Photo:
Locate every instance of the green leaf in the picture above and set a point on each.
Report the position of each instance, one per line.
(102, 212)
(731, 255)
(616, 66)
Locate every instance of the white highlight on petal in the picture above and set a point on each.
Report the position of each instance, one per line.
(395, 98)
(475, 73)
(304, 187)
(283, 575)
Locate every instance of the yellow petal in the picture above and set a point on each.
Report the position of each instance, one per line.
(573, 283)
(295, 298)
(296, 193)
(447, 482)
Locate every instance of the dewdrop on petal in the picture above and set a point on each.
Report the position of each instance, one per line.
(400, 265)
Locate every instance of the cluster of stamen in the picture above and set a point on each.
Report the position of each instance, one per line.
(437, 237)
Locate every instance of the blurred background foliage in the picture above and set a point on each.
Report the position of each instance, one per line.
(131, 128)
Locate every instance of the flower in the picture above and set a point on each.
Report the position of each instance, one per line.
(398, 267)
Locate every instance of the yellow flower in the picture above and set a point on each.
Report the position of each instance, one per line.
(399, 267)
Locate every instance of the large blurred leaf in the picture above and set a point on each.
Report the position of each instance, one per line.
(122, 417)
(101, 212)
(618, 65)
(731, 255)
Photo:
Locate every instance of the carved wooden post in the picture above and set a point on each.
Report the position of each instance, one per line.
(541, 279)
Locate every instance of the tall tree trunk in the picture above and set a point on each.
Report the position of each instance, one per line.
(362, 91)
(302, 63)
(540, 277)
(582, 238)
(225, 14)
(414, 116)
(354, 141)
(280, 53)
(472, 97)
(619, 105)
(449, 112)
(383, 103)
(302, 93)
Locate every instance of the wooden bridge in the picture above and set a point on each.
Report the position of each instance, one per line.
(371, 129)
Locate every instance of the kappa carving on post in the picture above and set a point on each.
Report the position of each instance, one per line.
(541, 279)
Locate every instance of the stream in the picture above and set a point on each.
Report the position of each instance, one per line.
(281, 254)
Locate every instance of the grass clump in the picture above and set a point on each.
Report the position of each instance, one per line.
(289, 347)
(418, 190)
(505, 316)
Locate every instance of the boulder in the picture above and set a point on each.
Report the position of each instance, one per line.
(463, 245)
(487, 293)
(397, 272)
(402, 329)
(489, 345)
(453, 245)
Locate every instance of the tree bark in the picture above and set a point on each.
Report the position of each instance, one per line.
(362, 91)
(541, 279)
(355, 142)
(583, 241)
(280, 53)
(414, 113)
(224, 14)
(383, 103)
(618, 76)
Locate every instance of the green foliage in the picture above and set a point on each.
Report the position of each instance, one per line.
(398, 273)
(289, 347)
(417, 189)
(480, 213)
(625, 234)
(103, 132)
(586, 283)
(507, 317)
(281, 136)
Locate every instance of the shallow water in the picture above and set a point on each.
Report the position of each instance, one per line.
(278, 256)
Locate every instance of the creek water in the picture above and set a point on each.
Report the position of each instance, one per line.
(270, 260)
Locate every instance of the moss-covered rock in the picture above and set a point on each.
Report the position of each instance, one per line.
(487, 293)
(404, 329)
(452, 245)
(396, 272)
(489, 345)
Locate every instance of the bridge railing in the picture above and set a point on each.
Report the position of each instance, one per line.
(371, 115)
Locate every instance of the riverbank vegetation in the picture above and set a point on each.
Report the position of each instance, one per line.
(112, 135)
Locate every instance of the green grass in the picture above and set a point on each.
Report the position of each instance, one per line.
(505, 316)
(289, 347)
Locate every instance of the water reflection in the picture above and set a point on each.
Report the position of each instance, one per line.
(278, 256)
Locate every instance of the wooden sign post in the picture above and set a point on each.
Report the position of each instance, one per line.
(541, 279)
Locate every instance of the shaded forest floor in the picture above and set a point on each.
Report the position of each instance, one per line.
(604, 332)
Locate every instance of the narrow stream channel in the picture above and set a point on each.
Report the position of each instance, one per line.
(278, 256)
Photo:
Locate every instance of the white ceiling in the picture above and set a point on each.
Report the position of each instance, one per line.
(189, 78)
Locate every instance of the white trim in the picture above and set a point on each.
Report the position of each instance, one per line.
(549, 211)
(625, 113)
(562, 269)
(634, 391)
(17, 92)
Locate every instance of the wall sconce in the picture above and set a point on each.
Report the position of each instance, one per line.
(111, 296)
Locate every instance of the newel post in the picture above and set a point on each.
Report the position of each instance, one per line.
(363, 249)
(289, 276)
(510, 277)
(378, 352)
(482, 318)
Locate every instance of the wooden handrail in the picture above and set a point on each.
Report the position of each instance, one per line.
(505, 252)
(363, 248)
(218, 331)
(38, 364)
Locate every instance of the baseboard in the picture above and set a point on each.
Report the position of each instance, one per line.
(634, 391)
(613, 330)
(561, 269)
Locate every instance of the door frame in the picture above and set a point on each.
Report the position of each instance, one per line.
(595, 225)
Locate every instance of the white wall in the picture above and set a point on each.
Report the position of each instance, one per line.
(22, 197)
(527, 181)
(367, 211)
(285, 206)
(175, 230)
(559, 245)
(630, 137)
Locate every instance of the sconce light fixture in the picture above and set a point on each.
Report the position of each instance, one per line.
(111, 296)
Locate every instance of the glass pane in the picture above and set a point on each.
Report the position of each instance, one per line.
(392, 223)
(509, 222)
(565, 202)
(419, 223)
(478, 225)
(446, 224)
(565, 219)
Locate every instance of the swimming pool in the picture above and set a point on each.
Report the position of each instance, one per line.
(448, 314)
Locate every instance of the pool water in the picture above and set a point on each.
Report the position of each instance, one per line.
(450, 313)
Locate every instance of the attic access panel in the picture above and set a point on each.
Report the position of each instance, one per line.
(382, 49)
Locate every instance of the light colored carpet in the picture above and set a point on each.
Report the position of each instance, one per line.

============================================================

- _INSTRUCTIONS TO FOLLOW_
Rewrite the listing above as a JSON array of strings, one string per line, leaving out any blank lines.

- _FINAL RESULT_
[
  "Photo:",
  "Locate every instance of the green leaf in the picture above and set a point on each.",
  "Report the position of each instance, one per line.",
  "(102, 212)",
  "(731, 255)",
  "(616, 66)",
  "Locate every instance of the white highlight on petal in the picture above and set a point on each.",
  "Report the position of each instance, one per line.",
  "(395, 98)",
  "(475, 73)",
  "(304, 187)",
  "(283, 575)",
  "Locate every instance of the yellow petal in the picture above and set a point on each.",
  "Report the position of each instance, one per line.",
  "(573, 283)",
  "(295, 298)",
  "(296, 193)",
  "(447, 482)",
  "Locate every instance of the dewdrop on petal in the picture above and set a point on each.",
  "Report the position of each instance, one per line.",
  "(400, 265)",
  "Locate every instance of the cluster of stamen in the picture above and set a point on each.",
  "Report the position of each instance, one per line.",
  "(437, 237)",
  "Locate every instance of the blurred background foliage in the picture above and set a point on each.",
  "Report the position of each instance, one per line.",
  "(131, 128)",
  "Locate every instance of the flower in the picture above and set a point on each.",
  "Report the position of each instance, one per line.",
  "(398, 267)",
  "Locate every instance of the yellow flower in the picture above and set a point on each.",
  "Report the position of each instance, one per line.",
  "(399, 267)",
  "Locate every instance of the large blurred leaf in the picture above and set a point on each.",
  "Report the position of each instance, one per line.",
  "(122, 417)",
  "(101, 212)",
  "(618, 65)",
  "(731, 255)",
  "Photo:",
  "Locate every instance of the carved wooden post in the picture above and set a point on each.",
  "Report the position of each instance, one per line.",
  "(541, 279)",
  "Locate every instance of the tall tree trunk in the picture above and set a point on each.",
  "Report the position of each instance, one per line.",
  "(362, 91)",
  "(302, 63)",
  "(540, 277)",
  "(582, 238)",
  "(225, 14)",
  "(414, 116)",
  "(354, 141)",
  "(280, 53)",
  "(472, 97)",
  "(619, 105)",
  "(449, 112)",
  "(383, 103)",
  "(302, 93)",
  "Locate every instance of the wooden bridge in the picture above and set a point on each.",
  "Report the position of each instance, one per line.",
  "(371, 129)",
  "Locate every instance of the kappa carving on post in the picture above and set a point on each.",
  "Report the position of each instance, one per line.",
  "(541, 279)",
  "Locate every instance of the stream in the picture above and set a point on each.",
  "Report the position of each instance, one per line.",
  "(281, 254)",
  "Locate every instance of the grass clump in the picture above and set a point on each.",
  "Report the position of each instance, one per line.",
  "(289, 347)",
  "(418, 190)",
  "(505, 316)",
  "Locate every instance of the boulder in the picture above and set a point on each.",
  "Report the position of each instance, one per line.",
  "(463, 245)",
  "(487, 293)",
  "(397, 272)",
  "(402, 329)",
  "(489, 345)",
  "(453, 245)",
  "Locate every instance of the tree bark in the picture above and set a point on each.",
  "Report the position of each instance, one per line.",
  "(362, 91)",
  "(541, 279)",
  "(355, 142)",
  "(583, 241)",
  "(280, 53)",
  "(414, 113)",
  "(224, 14)",
  "(383, 103)",
  "(618, 76)",
  "Locate every instance of the green foliage in the picture above and set a point on each.",
  "Report the position of each instance, one per line.",
  "(398, 273)",
  "(289, 347)",
  "(417, 189)",
  "(480, 213)",
  "(625, 234)",
  "(103, 132)",
  "(586, 283)",
  "(507, 317)",
  "(281, 136)",
  "Locate every instance of the shallow water in the picture above and set a point on each.",
  "Report the position of each instance, one per line.",
  "(278, 256)",
  "Locate every instance of the creek water in the picture above and set a point on each.",
  "Report the position of each instance, one per line.",
  "(270, 260)",
  "Locate every instance of the moss-covered rock in the picture above and set a point on each.",
  "Report the position of each instance, one per line.",
  "(487, 293)",
  "(404, 329)",
  "(452, 245)",
  "(396, 272)",
  "(489, 345)",
  "Locate every instance of the bridge railing in the picture above and set a point on each.",
  "Report the position of each instance, one per line.",
  "(371, 115)",
  "Locate every instance of the riverbank vegetation in the picture above and set a point on each.",
  "Report the position of each instance, one per line.",
  "(112, 135)",
  "Locate every instance of the green grass in the picture above and set a point on each.",
  "Report the position of each instance, one per line.",
  "(505, 316)",
  "(289, 347)",
  "Locate every instance of the water reflection in the picture above and set a point on each.",
  "Report the position of each instance, one per line.",
  "(278, 256)",
  "Locate every instance of the wooden sign post in the picture above and set a point on each.",
  "Report the position of each instance, one per line.",
  "(541, 279)",
  "Locate every instance of the shaded forest floor in the picture above and set a point on each.",
  "Report the position of each instance, one per line.",
  "(604, 332)",
  "Locate every instance of the narrow stream channel in the picture above and set a point on each.",
  "Report the position of each instance, one per line.",
  "(278, 256)",
  "Photo:",
  "Locate every instance of the white ceiling in the picture above and set a point on each.",
  "Report the position of each instance, one per line.",
  "(189, 78)",
  "Locate every instance of the white trim in the picture above and set a point on each.",
  "Report the position of each instance, one per line.",
  "(549, 211)",
  "(625, 113)",
  "(562, 269)",
  "(634, 391)",
  "(17, 92)",
  "Locate every instance of the wall sconce in the picture above and set a point on each.",
  "Report the position of each instance, one per line.",
  "(111, 296)",
  "Locate every instance of the newel post in the picture above and set a point on each.",
  "Report the position of each instance, one per line.",
  "(363, 249)",
  "(289, 276)",
  "(510, 277)",
  "(378, 352)",
  "(482, 318)",
  "Locate every instance of the wooden handrail in the picture above and set a point on each.",
  "Report the position of each instance, one per line.",
  "(505, 252)",
  "(363, 248)",
  "(218, 331)",
  "(38, 364)",
  "Locate every instance of the baseboard in the picture above and set a point on each.",
  "Report the position of each instance, one per line.",
  "(634, 391)",
  "(613, 330)",
  "(561, 269)",
  "Locate every instance of the door frame in the picture above and set a point on each.",
  "Report the position of each instance, one per line.",
  "(595, 225)",
  "Locate every instance of the white wall in the picture above and set a point on each.",
  "Report the position of each instance, one per line.",
  "(22, 197)",
  "(527, 181)",
  "(367, 211)",
  "(285, 206)",
  "(175, 230)",
  "(559, 245)",
  "(630, 137)",
  "Locate every instance of the sconce light fixture in the picture above and set a point on each.",
  "Report the position of each instance, one per line.",
  "(111, 296)",
  "Locate every instance of the glass pane in the picture above and set a point on each.",
  "Report the position of each instance, one per line.",
  "(392, 223)",
  "(509, 222)",
  "(565, 202)",
  "(419, 223)",
  "(478, 225)",
  "(446, 224)",
  "(565, 219)",
  "Locate every instance of the swimming pool in the picture above and set a point on each.",
  "Report the position of each instance, one per line.",
  "(448, 314)",
  "Locate every instance of the pool water in the picture above and set a point on each.",
  "Report the position of each instance, one per line.",
  "(450, 313)",
  "Locate every instance of the attic access panel in the picture above and set a point on each.",
  "Report the position of each instance, one per line.",
  "(382, 49)",
  "Locate every instance of the light colored carpet in the picture above and set a point on each.",
  "Report the position of each instance, one per line."
]